→ GIVEN EXERCISE:
Only the lines from the line holding "Please pick out the digital" to the last line should be output, each exactly as given.

→ Records from a data collection:
--- start ---
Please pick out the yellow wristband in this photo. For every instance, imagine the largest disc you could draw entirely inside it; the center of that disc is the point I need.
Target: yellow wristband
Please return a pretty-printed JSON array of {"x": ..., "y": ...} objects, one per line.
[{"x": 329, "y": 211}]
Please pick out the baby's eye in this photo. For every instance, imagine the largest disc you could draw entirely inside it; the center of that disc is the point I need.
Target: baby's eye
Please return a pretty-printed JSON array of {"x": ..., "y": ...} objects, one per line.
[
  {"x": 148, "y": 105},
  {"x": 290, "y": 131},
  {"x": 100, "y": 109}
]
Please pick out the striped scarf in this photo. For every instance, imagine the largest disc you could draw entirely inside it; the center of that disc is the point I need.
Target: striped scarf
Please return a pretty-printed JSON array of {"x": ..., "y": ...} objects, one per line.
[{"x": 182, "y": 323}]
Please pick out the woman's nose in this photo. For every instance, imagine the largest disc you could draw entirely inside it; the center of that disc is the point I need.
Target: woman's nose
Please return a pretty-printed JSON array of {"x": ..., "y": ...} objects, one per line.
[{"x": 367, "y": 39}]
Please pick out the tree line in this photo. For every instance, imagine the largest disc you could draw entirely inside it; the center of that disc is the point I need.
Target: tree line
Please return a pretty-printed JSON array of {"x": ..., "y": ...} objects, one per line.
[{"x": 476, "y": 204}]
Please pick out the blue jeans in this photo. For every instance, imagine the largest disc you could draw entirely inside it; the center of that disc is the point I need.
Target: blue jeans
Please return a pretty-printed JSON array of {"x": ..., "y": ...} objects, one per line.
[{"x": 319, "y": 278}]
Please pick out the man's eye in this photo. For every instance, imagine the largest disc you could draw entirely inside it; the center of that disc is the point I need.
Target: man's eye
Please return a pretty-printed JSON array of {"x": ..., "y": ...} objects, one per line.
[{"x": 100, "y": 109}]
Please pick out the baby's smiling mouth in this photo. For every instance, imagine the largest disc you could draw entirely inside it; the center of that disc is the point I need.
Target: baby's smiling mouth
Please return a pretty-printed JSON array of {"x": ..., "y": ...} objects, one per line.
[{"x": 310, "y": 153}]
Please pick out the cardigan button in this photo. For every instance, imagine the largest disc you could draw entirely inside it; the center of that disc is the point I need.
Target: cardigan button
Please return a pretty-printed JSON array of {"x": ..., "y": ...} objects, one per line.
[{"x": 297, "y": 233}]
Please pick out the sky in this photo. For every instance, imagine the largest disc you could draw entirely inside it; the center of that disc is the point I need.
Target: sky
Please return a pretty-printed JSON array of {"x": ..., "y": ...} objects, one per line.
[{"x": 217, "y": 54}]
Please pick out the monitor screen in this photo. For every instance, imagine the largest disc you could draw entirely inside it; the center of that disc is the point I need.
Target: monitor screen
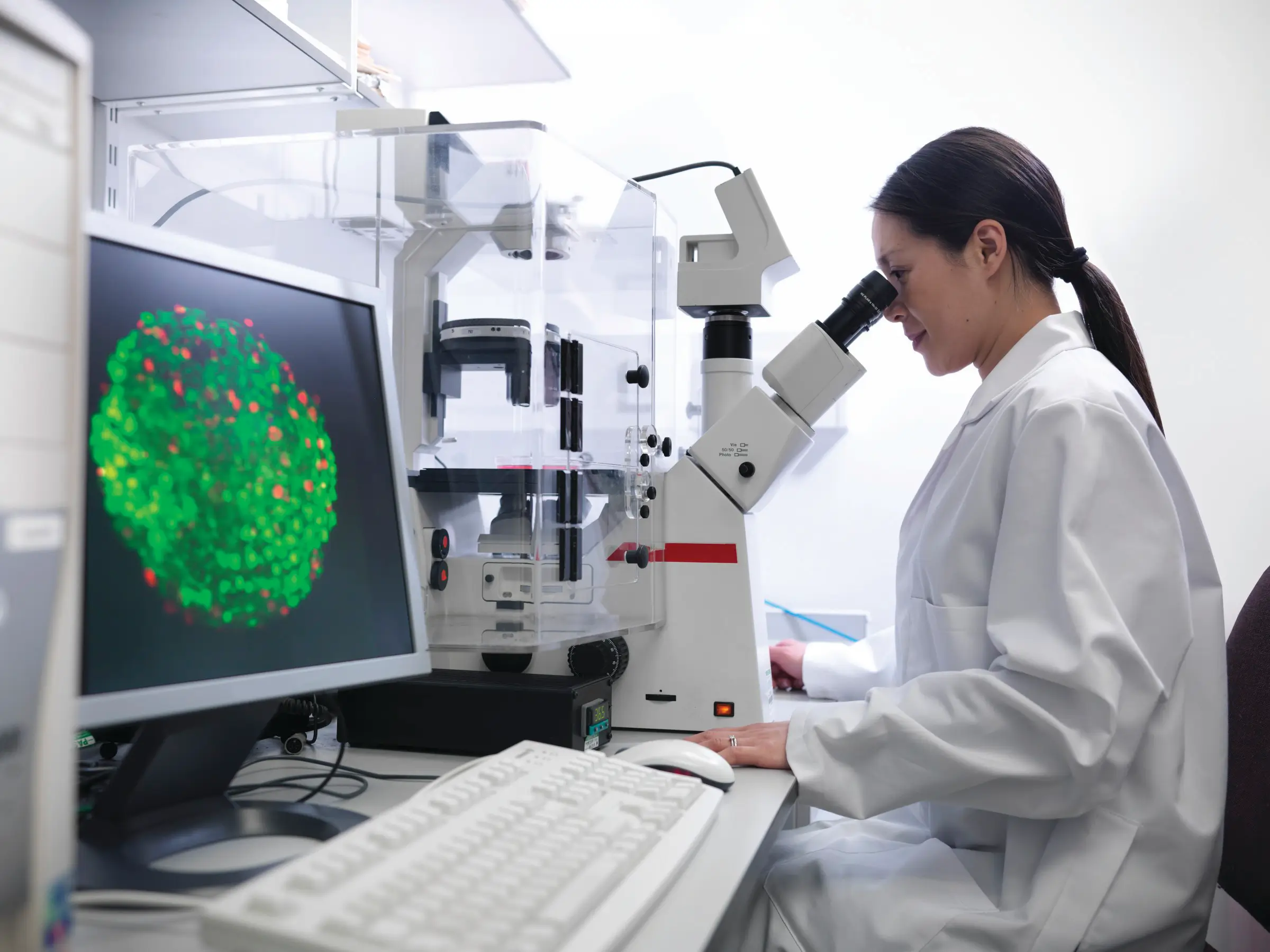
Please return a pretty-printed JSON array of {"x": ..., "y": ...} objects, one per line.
[{"x": 240, "y": 507}]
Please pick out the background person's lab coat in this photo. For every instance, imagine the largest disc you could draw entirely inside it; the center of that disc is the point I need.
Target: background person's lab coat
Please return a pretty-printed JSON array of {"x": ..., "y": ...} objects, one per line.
[{"x": 1046, "y": 763}]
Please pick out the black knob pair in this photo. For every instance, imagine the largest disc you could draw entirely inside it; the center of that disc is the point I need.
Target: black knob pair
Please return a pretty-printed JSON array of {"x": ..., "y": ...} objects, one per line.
[{"x": 666, "y": 445}]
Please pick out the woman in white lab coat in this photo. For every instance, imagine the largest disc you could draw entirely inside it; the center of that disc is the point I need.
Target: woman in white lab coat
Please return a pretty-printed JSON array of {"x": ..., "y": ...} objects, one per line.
[{"x": 1036, "y": 757}]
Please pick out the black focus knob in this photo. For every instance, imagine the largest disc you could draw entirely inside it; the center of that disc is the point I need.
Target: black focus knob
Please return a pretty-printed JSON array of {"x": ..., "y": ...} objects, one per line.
[
  {"x": 638, "y": 556},
  {"x": 600, "y": 659},
  {"x": 639, "y": 376},
  {"x": 439, "y": 576}
]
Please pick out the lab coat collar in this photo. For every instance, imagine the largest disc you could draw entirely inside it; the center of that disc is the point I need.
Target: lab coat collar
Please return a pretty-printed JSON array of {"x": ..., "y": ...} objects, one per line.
[{"x": 1051, "y": 337}]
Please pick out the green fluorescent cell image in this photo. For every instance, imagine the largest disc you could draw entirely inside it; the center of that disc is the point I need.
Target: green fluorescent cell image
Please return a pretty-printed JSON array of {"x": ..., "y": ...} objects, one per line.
[{"x": 216, "y": 468}]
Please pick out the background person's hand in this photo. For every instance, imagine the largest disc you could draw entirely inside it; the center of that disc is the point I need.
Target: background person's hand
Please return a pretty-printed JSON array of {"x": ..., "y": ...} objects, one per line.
[
  {"x": 757, "y": 744},
  {"x": 788, "y": 664}
]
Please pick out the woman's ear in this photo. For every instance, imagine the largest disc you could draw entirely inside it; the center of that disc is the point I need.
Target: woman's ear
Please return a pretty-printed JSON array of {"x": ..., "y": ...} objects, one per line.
[{"x": 987, "y": 248}]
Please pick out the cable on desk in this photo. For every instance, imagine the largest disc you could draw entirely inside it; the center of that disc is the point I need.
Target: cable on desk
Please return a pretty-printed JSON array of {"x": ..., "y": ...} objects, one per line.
[
  {"x": 135, "y": 900},
  {"x": 677, "y": 169},
  {"x": 359, "y": 771},
  {"x": 322, "y": 786},
  {"x": 291, "y": 782}
]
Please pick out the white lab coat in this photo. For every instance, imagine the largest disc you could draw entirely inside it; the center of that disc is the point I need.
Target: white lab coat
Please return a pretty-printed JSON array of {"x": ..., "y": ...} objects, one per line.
[{"x": 1046, "y": 761}]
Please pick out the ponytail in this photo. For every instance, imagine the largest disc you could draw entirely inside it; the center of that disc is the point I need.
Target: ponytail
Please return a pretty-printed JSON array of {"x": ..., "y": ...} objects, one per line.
[
  {"x": 953, "y": 183},
  {"x": 1112, "y": 332}
]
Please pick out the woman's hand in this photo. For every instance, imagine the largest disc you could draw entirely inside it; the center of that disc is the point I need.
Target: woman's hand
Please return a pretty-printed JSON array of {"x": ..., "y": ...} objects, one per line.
[
  {"x": 757, "y": 744},
  {"x": 788, "y": 664}
]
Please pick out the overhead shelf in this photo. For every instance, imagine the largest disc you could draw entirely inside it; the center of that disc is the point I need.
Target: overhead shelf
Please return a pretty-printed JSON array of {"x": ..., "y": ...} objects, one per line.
[
  {"x": 153, "y": 49},
  {"x": 445, "y": 45},
  {"x": 158, "y": 49}
]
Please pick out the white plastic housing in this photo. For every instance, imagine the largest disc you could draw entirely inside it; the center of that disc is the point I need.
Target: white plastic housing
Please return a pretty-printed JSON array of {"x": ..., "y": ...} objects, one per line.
[
  {"x": 737, "y": 271},
  {"x": 714, "y": 645},
  {"x": 761, "y": 432},
  {"x": 812, "y": 372},
  {"x": 724, "y": 381}
]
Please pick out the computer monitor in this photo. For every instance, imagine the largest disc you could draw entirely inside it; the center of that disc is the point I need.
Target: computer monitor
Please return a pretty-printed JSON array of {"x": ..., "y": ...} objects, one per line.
[{"x": 248, "y": 528}]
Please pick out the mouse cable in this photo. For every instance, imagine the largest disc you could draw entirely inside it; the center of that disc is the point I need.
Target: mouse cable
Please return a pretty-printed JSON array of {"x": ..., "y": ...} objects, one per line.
[{"x": 677, "y": 169}]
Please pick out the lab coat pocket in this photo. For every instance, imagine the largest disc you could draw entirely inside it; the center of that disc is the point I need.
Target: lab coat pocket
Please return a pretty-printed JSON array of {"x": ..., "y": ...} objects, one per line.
[{"x": 948, "y": 639}]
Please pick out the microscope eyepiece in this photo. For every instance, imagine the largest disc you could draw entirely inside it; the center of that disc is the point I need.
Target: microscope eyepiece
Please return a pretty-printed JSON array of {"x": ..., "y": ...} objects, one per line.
[{"x": 859, "y": 310}]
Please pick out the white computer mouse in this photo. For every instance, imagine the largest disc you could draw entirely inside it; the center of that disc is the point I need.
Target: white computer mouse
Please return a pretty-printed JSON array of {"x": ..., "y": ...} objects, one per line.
[{"x": 681, "y": 757}]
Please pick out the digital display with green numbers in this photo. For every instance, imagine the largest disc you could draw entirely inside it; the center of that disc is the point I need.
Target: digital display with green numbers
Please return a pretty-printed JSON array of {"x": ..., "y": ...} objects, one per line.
[{"x": 595, "y": 719}]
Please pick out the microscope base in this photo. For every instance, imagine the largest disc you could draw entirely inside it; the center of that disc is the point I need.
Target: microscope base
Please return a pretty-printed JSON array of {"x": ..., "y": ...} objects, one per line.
[{"x": 714, "y": 646}]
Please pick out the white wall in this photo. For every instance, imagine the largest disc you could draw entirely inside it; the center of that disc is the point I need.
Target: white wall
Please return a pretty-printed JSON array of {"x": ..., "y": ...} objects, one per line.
[{"x": 1151, "y": 113}]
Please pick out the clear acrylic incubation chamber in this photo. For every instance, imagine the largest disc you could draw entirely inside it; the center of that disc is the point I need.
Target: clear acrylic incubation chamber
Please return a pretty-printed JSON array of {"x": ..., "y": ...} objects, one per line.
[{"x": 526, "y": 285}]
--- end ---
→ EXPECTED OUTPUT:
Please pick out the digital display with green numbers in this photo. For every instance, imagine the largest disc you could draw entirely inside it; the center of that disc is the point I need.
Target: digital display with green numbers
Please return a pretty-printed JSON array of {"x": ..., "y": ...} objects, one per line.
[{"x": 595, "y": 719}]
Please pick out the microscope base in this photo. For every instance, imagine the largest disc you could draw entirely inside it; the center of that disc is the point I need.
Target: microscope base
Please return a pretty-printed JSON array of {"x": ..., "y": ...} objects, one per line.
[{"x": 714, "y": 646}]
Please pick out the white wall in this photo. For every instance, imagine the largest disc you could draw entirely inside it; the center of that disc is the point I need.
Target: white wall
Please return a pretty-printed JSON array of {"x": ..., "y": ...} objects, one per line.
[{"x": 1151, "y": 113}]
Please pick out the clear acrylic incubation chamber in this photo. For every instance, imagine the largest disc you could draw entirely inside it; the center of that disc is the point I need.
Target: clear acrylic incubation chamber
Please return a pretty-printed JSON array of {"x": ..., "y": ...} objects, one per line.
[{"x": 526, "y": 285}]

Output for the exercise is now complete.